Text passage –
• • • • • • •

Alibaba Cloud provides a variety of cloud storage and database services. To search and analyze the data stored in these services, you can use Data Integration to collect offline data at five-minute intervals. Then, synchronize the data to an Alibaba Cloud Elasticsearch cluster. This topic uses ApsaraDB RDS for MySQL as an example.

Notice Data synchronization may incur Internet traffic fees.

Overview

  1. Prepare a MySQL data source.
  2. Create an Alibaba Cloud Elastic Compute Service (ECS) instance that resides in the same Virtual Private Cloud (VPC) as your Elasticsearch cluster. This ECS instance collects data from data sources and writes the data to your Elasticsearch cluster. Data Integration issues the tasks to perform these operations.
  3. Activate Data Integration and add the ECS instance to it as a resource to run data synchronization tasks.
  4. Configure a data synchronization script and schedule it to run periodically.
  5. Create an Elasticsearch cluster to store the data synchronized by Data Integration.

Preparations

  1. Create a database.

    You can use an ApsaraDB for RDS database or create a database on your local server. In this topic, an ApsaraDB RDS for MySQL database is used. Join two MySQL tables and then synchronize data to your Elasticsearch cluster. The following figures show the two MySQL tables. For more information, see Quick Start.

    Figure 1. Table 1
    Table 1
    Figure 2. Table 2
    Table 2
  2. Create a VPC and a VSwitch.
  3. Create an Elasticsearch cluster.
    Notice The region, VPC, and VSwitch that you specify for the Elasticsearch cluster must be the same as those created in the previous step.
  4. Enable the Auto Indexing feature for the Elasticsearch cluster. For more information, see Enable auto indexing.

• • • • • • •

Instruction 1 –
Retype the stretch of the Elasticsearch sync guide from "Alibaba Cloud provides" through "Internet traffic fees.".
Instruction 2 –
Answer these questions using the Elasticsearch sync guide.
(a) At what interval can Data Integration collect offline data?
(b) Which network must the ECS instance share with the Elasticsearch cluster?
(c) Which feature should be turned on for the Elasticsearch cluster?
Instruction 3 –
Carry on writing the Elasticsearch sync guide, starting after its last sentence.
The data after this point comes from a separate source.

• • • • • • •

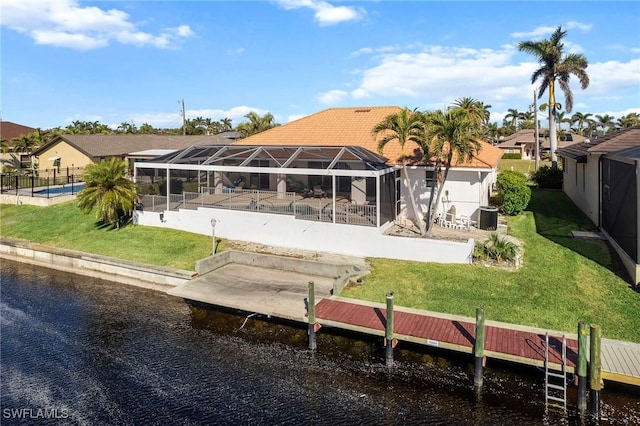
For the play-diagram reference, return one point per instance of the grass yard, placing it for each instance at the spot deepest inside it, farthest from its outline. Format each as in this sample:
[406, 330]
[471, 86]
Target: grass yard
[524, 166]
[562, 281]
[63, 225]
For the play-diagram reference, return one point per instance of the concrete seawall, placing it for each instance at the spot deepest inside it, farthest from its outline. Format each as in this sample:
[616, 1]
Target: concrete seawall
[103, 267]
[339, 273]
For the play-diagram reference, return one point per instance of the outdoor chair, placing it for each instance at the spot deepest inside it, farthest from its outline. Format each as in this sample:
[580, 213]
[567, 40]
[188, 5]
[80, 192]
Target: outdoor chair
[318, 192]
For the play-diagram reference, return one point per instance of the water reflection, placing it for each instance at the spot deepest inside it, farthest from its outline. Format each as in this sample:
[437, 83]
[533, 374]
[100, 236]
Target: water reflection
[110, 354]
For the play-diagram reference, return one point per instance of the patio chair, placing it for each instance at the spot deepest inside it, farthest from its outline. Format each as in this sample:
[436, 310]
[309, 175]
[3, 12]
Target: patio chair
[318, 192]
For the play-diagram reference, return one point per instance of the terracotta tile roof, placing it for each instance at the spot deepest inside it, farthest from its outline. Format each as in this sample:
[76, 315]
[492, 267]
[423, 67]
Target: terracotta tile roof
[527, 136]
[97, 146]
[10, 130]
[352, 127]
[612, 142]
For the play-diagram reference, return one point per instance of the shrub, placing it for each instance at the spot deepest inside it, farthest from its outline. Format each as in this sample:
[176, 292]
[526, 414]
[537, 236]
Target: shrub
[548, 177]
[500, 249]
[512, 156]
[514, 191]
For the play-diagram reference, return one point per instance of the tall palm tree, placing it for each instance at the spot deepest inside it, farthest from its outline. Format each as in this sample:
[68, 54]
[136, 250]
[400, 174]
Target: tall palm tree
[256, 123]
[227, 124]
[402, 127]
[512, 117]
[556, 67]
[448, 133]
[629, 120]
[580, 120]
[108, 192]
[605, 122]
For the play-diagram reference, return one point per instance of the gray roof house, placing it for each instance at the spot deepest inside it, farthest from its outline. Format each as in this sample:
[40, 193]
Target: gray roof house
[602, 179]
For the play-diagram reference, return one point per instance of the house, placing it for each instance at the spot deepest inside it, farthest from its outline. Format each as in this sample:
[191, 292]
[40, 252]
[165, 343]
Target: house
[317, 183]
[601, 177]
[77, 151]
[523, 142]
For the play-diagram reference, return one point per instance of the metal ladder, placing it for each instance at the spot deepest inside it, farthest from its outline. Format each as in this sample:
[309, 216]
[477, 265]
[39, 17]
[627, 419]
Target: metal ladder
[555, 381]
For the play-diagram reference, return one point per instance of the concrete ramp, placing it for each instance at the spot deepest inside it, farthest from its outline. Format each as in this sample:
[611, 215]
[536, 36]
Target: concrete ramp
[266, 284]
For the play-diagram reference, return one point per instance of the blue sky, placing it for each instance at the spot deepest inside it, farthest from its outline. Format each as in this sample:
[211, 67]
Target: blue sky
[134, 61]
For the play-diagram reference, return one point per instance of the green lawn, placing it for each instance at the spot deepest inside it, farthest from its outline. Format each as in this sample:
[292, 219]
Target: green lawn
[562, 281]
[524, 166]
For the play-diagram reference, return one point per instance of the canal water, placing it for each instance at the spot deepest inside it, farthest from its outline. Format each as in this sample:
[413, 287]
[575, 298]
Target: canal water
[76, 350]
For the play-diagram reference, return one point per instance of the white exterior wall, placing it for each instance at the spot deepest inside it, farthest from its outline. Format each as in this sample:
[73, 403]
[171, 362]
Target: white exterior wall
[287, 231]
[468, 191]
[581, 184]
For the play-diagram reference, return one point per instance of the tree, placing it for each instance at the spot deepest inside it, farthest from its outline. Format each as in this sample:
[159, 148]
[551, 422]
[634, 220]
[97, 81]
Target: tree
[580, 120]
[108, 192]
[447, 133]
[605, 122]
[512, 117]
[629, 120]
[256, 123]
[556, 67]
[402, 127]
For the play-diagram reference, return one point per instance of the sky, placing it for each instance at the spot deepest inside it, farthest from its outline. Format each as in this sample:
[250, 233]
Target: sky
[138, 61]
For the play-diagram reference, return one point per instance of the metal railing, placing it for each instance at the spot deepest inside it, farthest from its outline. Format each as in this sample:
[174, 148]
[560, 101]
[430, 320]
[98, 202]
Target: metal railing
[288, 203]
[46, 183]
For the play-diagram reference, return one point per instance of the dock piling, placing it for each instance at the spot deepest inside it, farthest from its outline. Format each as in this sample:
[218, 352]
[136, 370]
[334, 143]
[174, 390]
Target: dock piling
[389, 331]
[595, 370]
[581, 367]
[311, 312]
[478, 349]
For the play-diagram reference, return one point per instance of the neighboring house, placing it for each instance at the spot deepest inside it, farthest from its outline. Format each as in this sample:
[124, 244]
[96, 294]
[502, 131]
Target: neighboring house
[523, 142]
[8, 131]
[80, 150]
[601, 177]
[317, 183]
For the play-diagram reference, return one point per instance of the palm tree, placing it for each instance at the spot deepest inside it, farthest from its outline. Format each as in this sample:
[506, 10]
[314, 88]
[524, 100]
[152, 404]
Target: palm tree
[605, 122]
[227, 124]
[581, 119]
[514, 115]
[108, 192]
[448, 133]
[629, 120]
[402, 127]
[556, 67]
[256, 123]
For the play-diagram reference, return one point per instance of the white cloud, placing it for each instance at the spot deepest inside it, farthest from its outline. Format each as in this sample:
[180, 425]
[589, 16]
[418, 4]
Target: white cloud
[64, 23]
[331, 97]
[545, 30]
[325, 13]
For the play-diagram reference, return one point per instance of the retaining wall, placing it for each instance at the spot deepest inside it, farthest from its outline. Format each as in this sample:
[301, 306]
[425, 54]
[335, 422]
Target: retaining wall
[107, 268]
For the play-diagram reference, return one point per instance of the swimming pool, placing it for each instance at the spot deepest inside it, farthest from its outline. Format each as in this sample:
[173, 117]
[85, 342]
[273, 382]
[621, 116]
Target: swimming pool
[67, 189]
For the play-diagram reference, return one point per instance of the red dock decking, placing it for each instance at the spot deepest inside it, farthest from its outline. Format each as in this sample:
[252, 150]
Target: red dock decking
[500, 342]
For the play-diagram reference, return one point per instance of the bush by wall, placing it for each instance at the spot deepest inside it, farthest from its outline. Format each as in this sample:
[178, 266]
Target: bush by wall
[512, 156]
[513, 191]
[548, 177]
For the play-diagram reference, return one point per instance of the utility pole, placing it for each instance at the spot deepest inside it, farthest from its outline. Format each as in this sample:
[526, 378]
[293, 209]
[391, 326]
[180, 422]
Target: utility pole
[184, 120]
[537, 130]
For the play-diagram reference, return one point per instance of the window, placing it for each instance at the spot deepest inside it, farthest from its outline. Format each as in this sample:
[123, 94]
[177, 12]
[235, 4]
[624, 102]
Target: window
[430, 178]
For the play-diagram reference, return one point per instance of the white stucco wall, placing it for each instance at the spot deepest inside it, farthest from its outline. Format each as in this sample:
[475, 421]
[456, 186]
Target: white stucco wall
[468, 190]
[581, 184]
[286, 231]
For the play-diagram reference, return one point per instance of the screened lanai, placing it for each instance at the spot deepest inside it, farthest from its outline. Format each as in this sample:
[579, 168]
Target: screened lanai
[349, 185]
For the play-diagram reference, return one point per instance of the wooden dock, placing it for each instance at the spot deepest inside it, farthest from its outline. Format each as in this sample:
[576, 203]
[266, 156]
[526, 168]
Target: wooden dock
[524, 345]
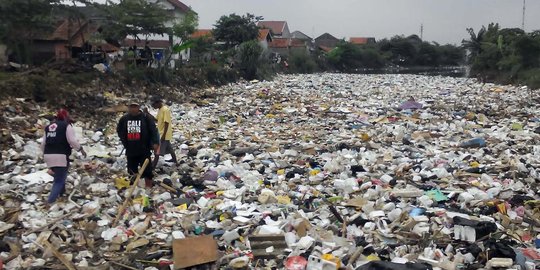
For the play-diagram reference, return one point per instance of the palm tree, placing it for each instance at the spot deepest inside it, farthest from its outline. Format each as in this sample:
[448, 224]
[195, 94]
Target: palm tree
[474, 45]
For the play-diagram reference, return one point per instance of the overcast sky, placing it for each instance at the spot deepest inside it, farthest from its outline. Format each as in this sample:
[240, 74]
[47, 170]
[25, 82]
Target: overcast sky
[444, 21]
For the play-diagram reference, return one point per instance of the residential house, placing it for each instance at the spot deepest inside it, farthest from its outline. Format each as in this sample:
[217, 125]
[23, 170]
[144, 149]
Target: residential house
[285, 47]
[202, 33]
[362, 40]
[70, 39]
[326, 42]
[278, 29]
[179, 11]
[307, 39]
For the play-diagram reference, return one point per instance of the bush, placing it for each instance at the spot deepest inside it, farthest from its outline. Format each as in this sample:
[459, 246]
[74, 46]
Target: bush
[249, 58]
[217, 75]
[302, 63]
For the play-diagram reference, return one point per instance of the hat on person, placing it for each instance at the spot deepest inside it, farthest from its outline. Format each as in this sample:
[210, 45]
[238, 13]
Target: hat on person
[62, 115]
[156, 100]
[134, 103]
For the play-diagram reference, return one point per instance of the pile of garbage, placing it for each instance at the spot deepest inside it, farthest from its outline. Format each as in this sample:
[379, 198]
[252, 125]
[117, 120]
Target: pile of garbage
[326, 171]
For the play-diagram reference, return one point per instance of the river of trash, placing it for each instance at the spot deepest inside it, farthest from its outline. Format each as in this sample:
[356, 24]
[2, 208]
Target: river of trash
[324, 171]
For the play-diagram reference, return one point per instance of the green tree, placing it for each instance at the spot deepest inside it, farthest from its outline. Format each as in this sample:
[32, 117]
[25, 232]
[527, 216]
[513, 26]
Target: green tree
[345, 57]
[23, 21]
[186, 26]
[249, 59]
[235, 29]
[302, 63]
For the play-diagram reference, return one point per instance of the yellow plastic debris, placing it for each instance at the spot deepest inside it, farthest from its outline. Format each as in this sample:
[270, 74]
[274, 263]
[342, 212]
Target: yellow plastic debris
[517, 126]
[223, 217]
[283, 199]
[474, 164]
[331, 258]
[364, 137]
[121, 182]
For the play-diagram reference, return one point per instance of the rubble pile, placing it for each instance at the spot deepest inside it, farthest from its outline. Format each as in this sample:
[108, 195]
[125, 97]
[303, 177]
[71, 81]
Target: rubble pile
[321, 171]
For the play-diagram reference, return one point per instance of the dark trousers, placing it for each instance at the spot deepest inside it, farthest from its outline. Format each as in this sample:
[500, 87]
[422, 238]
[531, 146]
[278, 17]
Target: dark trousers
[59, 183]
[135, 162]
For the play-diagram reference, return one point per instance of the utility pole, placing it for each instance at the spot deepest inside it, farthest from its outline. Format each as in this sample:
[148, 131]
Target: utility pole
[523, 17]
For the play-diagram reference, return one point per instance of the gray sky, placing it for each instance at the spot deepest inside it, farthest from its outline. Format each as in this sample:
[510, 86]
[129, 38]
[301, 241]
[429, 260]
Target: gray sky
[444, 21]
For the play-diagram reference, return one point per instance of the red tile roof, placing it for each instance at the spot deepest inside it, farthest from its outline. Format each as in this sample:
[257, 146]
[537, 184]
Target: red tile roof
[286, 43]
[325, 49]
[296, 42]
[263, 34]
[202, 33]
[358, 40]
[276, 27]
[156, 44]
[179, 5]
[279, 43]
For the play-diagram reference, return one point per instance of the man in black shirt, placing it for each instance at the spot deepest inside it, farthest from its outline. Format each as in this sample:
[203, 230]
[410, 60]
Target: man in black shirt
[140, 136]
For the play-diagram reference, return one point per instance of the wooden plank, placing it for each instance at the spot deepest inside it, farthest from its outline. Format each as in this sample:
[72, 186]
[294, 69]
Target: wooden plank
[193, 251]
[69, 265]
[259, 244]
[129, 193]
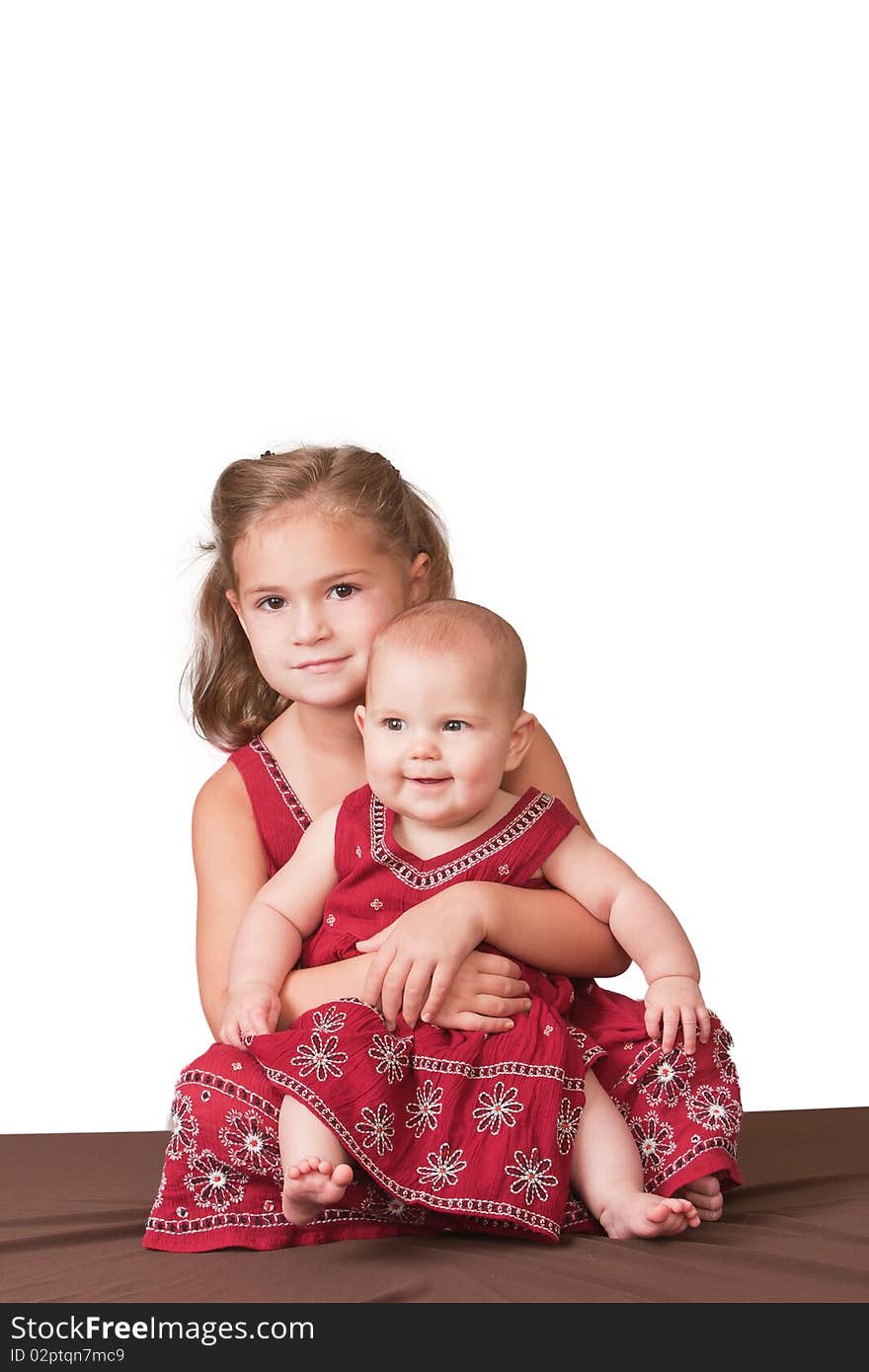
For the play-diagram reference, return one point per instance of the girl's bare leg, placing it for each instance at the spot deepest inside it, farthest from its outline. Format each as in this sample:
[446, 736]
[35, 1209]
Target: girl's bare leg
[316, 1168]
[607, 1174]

• • • • • • •

Task answer 1 –
Alibaba Cloud provides a variety of cloud storage and database services. To search and analyze the data stored in these services, you can use Data Integration to collect offline data at five-minute intervals. Then, synchronize the data to an Alibaba Cloud Elasticsearch cluster. This topic uses ApsaraDB RDS for MySQL as an example.

Notice Data synchronization may incur Internet traffic fees.

Task answer 2 –
(a) Every five minutes.
(b) The same Virtual Private Cloud (VPC).
(c) Auto Indexing.

Task answer 3 –
  5. Create an ECS instance that is in the same region, zone, and VPC as the Elasticsearch cluster. Assign a public IP address to the ECS instance or bind an Elastic IP address to the ECS instance.
    Note
    • You can also use an existing ECS instance.
    • We recommend that you choose CentOS 6.X, CentOS 7.X, or Aliyun Linux for your ECS instance.
    • If you want the ECS instance to execute MaxCompute tasks or data synchronization tasks, make sure that the ECS instance runs Python 2.6 or 2.7. The default Python version in CentOS 5.X is 2.4, whereas other operating systems have Python 2.6 or later installed.
    • Make sure that your ECS instance is assigned a public IP address.

Create a resource group and add a data source

  1. Log on to the DataWorks console. In the left-side navigation pane, click Workspaces. On the Workspaces page, find the target workspace and click Data Integration in the Actions column.
    If you have activated Data Integration or DataWorks, the Overview page appears.Data Integration activated

    If you have not activated Data Integration or DataWorks, activate it as prompted. Data Integration or DataWorks activation incurs fees. Read and understand the description of charges before activation.

  2. In the left-side navigation pane of the Data Integration console, click Custom Resource Group.
  3. In the upper-right corner of the page that appears, click Add Resource Group to configure the ECS instance that you have created in the VPC as a scheduling resource.
    1. Add a server.

      Enter a resource group name and specify the required parameters. In this example, add the created ECS instance. The following table describes the server parameters.

      Add Resource Group
      Parameter Description
      ECS UUID Connect to an ECS instance, run the dmidecode | grep UUID command, and enter the return value into this field.
      Server IP The public IP address of the ECS instance. To obtain the information, log on to the ECS console and click the ECS instance name. The information is displayed in the Configuration Information section.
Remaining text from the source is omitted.